Image point grounding data
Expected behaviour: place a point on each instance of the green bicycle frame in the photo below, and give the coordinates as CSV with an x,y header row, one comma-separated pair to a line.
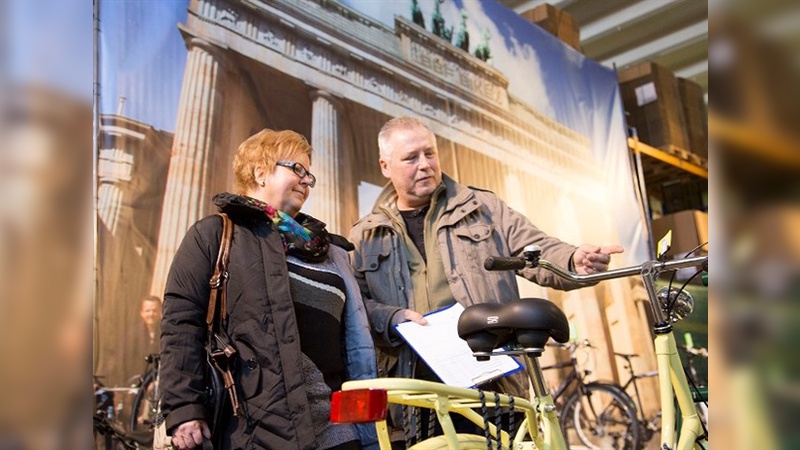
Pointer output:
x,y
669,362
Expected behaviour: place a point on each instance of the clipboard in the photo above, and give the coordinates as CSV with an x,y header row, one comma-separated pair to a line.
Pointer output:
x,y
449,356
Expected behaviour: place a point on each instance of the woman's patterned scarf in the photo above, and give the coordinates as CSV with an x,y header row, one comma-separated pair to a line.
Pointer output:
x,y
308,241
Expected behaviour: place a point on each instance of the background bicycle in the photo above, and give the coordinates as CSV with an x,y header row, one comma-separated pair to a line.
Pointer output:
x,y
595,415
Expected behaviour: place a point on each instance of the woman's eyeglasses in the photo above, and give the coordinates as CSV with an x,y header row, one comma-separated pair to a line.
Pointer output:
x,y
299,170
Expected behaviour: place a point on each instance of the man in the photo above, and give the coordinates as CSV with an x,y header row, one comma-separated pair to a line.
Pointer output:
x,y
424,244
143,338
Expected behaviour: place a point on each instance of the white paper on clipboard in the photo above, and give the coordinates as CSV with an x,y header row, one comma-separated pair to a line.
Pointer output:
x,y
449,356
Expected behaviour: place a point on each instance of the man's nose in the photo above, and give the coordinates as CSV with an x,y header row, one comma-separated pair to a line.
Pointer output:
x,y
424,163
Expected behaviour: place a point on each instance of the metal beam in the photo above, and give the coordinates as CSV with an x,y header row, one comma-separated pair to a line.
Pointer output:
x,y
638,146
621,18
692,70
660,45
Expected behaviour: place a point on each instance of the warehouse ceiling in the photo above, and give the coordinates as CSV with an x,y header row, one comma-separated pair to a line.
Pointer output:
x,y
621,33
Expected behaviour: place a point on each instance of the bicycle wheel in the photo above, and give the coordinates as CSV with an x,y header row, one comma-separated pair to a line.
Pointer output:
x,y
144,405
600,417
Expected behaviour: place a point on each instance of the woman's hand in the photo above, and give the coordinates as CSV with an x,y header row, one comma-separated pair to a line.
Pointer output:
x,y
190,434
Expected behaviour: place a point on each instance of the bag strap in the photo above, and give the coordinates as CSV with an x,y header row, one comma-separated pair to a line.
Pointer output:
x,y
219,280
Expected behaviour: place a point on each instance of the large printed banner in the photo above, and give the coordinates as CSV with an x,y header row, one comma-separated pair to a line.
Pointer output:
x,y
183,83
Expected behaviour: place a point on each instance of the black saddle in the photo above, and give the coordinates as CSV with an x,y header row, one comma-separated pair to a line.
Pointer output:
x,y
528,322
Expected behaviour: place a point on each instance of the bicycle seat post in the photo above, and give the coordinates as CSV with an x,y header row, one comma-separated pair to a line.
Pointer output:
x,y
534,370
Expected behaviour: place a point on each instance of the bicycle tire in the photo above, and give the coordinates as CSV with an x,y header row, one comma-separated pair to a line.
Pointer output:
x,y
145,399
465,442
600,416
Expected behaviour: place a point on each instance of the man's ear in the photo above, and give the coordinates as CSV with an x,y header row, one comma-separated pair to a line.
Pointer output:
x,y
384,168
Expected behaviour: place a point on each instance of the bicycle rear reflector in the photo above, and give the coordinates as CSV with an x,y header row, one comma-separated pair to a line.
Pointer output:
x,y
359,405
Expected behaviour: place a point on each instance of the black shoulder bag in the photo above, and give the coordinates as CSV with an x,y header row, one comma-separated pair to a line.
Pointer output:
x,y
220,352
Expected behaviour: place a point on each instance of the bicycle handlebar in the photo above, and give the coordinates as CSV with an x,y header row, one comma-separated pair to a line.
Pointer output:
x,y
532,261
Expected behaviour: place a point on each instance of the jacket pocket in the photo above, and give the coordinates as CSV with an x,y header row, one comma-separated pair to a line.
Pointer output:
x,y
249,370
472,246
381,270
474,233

## How to complete this task
Find the lines above that contain the word "bicycle" and collect them.

## Task result
Expected behaviour: place a point on each instance of the green bicycle frame in the photo below, and give the coordinates as CSV with an x,y header row, one comma-separated pair to a line.
Expected behaviour: place a point on each instance of the background bicycle in the photo above, and give the coordinates as CSV with an x,y header row, one comma-separated pair to a line.
Expected behaviour: place a point on each instance of the bicycle wheel in the photo above, and give the coordinates as CSV with an x,y header row, one comma-separated pair to a line.
Expected behaviour: place a point on each instance of the bicycle seat post in the photo above, and give the coordinates as CSV with an x,y header row, one comma-separated pair to a line.
Expected behaviour: place a point on each instance of the bicycle tire in the photo above, and give the coordinates as CSV with an x,y header row, one comma-separated pair to a line.
Expected behaviour: place a point on each instance of the bicycle rear reflector in the photo above, and give the coordinates as CSV with an x,y header row, one comma-separated pair to a line.
Expected behaviour: place a point on each instance of the bicycle handlebar in the photo above, and give the coordinates as CSV with an x,y header row, one comma-separated pair to a line.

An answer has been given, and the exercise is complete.